REQUIRED ACTION: Reproduce the listing that follows character for character, excluding its pictures.

[EXERCISE DATA — start]

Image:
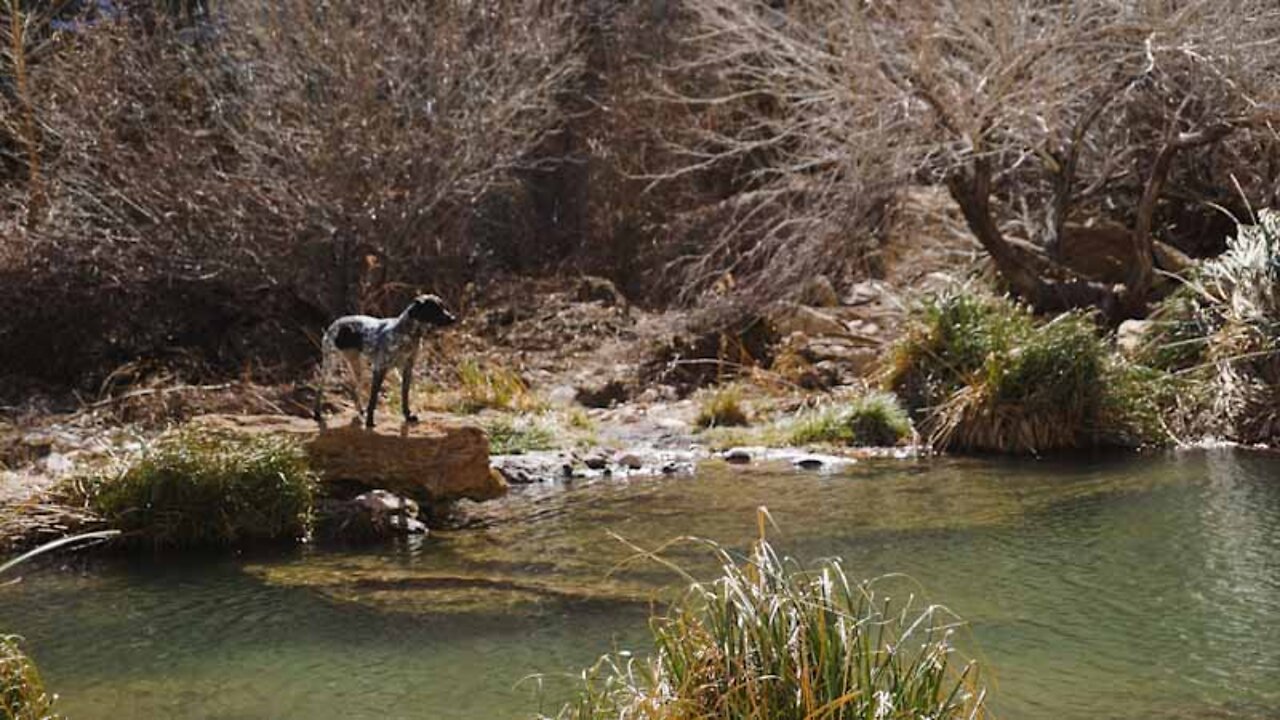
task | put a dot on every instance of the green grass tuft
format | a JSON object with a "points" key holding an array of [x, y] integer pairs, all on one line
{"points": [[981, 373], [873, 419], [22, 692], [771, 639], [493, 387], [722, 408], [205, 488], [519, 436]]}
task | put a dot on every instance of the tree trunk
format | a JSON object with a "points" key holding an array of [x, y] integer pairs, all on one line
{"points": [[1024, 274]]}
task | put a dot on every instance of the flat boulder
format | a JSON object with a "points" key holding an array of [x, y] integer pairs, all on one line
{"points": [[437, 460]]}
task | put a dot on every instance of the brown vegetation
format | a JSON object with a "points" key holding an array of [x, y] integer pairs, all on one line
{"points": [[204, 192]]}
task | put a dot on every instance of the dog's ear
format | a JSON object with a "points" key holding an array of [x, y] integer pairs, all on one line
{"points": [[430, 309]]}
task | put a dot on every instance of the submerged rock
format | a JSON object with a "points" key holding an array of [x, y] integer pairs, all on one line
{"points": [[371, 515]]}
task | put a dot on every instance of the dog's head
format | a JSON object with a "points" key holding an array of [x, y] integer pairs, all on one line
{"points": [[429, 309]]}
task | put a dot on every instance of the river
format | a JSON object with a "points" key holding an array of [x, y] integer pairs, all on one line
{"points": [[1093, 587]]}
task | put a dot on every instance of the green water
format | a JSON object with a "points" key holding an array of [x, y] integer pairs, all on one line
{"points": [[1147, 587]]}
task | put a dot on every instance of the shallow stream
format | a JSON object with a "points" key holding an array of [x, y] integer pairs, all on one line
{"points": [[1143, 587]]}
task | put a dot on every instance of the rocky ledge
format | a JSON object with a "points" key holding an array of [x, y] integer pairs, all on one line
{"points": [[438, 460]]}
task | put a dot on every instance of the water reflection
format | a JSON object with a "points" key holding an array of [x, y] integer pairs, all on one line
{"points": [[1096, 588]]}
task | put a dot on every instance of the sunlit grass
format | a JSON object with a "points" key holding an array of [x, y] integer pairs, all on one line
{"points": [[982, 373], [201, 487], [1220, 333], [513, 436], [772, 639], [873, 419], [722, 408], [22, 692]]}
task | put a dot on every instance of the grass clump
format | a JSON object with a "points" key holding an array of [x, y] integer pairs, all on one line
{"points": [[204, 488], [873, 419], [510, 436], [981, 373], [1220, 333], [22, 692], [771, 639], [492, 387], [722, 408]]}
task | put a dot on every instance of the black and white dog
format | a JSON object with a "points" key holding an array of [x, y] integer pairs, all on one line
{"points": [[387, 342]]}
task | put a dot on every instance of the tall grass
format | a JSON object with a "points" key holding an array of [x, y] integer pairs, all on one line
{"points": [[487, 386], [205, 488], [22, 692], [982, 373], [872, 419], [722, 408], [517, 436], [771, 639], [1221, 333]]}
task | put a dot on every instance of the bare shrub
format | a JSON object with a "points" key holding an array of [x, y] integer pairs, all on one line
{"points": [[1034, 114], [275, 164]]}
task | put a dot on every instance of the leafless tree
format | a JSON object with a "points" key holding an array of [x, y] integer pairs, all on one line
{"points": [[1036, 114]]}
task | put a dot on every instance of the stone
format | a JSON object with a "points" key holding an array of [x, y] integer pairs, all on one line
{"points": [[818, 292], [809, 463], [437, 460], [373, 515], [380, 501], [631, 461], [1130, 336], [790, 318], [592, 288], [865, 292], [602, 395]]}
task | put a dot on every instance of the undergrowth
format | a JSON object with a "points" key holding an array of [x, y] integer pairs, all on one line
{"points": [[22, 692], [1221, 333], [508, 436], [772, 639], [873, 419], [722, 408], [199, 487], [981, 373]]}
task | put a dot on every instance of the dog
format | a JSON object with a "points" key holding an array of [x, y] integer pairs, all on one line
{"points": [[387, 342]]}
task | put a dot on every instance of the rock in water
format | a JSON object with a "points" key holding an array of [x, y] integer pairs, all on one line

[EXERCISE DATA — finish]

ANSWER TO THIS TASK:
Image:
task | put a dot on every instance of the green grass tuft
format | a JSON object with a "points" key holding an array of [x, y] integer pairs, all on one line
{"points": [[981, 373], [873, 419], [22, 692], [771, 639], [493, 387], [722, 408], [205, 488], [519, 436]]}
task | put a dot on every instance of the tree trunk
format | a JSON object with a "points" key holding an array of [x, y] integer pairs, all on one line
{"points": [[1024, 274]]}
task | put a dot on every instance of the flat boulder
format | a JSON object with a "points" key holding an array of [x, y] integer pairs, all on one line
{"points": [[437, 460]]}
task | put a dot on every instance of the brown vegetation
format | a JSON object with a "points" key holding an array of [x, y] integer pairs, all on one line
{"points": [[204, 192]]}
task | put a dot on every instance of the dog's ear
format | a JSON object with a "points" key holding an array of [x, y] integer pairs, all on one line
{"points": [[430, 309]]}
task | put a dot on every instance of the submerged rock
format | a JSON object with a "points" key holding an array of [x, y] integer pairs, all on one line
{"points": [[371, 515]]}
task | put a dot on every instance of the dog's head
format | a JSON object with a "points" key holding an array of [x, y] integer pairs, all on one line
{"points": [[429, 309]]}
task | put a dot on every instance of the river
format | a JSON object with a "points" key holding an array of [x, y] integer pairs, all on one line
{"points": [[1093, 587]]}
task | put a dot on every instance of the green water
format | a JSON object with a "points" key holding an array of [x, y] integer pairs, all on one line
{"points": [[1147, 587]]}
task | put a dot on every instance of the shallow stream
format | a JSON object with a "points" key holding an array of [x, y] integer pairs, all on one line
{"points": [[1143, 587]]}
task | put a dot on every instance of the rocky ledge
format | a JSON object with a "points" key holding an array of [x, y] integer pairs, all on one line
{"points": [[438, 460]]}
task | put a dot on every instance of the water reflection
format | a JSON object with a "points" key holding an array of [x, y] integer pairs, all on one line
{"points": [[1096, 588]]}
task | put a dot on every instance of the sunlit grass
format | a JSON object with a "points" key holding an array of [x, y] integer pairs, all on one line
{"points": [[982, 373], [201, 487], [1220, 333], [513, 436], [772, 639], [873, 419], [722, 408], [22, 692]]}
task | put a dot on every instance of the grass clump
format | a JSON object with a "points" key holding an array of [x, y] integer pairs, all on one line
{"points": [[204, 488], [873, 419], [510, 436], [981, 373], [1220, 333], [22, 692], [771, 639], [492, 387], [722, 408]]}
task | put a dot on every instance of the black and white dog
format | a JSON object with a "points" key holding an array of [x, y] integer pairs, all on one line
{"points": [[387, 342]]}
task | put a dot on every instance of the tall grass
format | a JSON object with a "points" key holding an array of [x, y] integer pairs, all on one line
{"points": [[487, 386], [205, 488], [22, 692], [982, 373], [872, 419], [722, 408], [517, 436], [771, 639], [1221, 333]]}
task | put a dot on every instance of the bare shrub
format | a JSON object with a "points" key holding an array of [x, y] integer pairs, all on one line
{"points": [[1034, 114], [275, 164]]}
task | put a dot on every instance of the leafless tree
format | a JSON object with a "points" key holding an array of [x, y] integer pairs, all on one line
{"points": [[1036, 114]]}
task | put a dot on every instance of the stone
format | a JSON object with a "points" key holding an array of [x, y] integer pairs, all on one line
{"points": [[818, 292], [809, 463], [437, 460], [373, 515], [380, 501], [631, 461], [1130, 336], [790, 318], [592, 288], [865, 292], [602, 395]]}
task | put a dot on every instance of the undergrowth
format | a JSON object with a "points" key holding an array of [x, y] integer pairs, all on one line
{"points": [[22, 692], [1221, 333], [508, 436], [772, 639], [873, 419], [722, 408], [199, 487], [981, 373]]}
task | put a dot on every instance of the dog
format | a JSON object with a "points" key holding an array of [x, y] integer pairs, all on one line
{"points": [[387, 342]]}
task | put a dot on every instance of the rock in water
format | a JSON object with a "points" key holding an array of [x, y] integer pairs, all on one line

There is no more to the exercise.